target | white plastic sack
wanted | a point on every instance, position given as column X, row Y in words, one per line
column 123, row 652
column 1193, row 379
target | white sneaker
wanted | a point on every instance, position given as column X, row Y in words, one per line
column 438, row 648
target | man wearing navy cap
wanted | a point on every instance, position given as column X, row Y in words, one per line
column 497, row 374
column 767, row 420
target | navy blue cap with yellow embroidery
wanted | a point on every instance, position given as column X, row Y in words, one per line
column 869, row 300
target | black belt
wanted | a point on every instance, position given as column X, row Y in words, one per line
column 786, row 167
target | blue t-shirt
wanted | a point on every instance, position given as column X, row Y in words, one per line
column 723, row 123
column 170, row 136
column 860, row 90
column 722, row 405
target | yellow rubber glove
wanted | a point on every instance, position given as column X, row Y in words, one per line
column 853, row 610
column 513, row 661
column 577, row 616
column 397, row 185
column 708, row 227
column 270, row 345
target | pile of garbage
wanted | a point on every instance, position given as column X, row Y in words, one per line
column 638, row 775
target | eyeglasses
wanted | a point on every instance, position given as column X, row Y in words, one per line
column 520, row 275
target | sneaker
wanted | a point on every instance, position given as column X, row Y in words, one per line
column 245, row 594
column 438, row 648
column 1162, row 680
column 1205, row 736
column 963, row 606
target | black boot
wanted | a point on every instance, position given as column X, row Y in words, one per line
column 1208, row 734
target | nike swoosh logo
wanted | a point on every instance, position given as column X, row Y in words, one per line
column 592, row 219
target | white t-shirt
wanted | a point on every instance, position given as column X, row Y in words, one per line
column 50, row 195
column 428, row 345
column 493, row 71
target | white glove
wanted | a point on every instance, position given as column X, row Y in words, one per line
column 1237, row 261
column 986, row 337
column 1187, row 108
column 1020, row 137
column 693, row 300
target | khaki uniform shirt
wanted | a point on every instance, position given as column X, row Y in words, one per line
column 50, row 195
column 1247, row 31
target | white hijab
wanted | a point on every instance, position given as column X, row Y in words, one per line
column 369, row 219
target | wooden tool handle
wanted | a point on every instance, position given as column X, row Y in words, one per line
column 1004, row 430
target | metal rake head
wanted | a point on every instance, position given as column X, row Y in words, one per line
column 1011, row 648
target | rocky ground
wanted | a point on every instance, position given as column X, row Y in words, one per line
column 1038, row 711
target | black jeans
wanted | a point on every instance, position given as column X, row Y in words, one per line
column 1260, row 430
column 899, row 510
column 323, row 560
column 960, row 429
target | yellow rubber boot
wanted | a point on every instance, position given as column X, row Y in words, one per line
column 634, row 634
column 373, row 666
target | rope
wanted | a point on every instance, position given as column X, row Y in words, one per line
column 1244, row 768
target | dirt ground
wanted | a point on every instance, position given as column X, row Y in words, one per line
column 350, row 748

__EXERCISE DESCRIPTION__.
Where a line contains the word "sneaker", copy that line from the listing above.

__TASK RESULT__.
target | white sneaker
target | sneaker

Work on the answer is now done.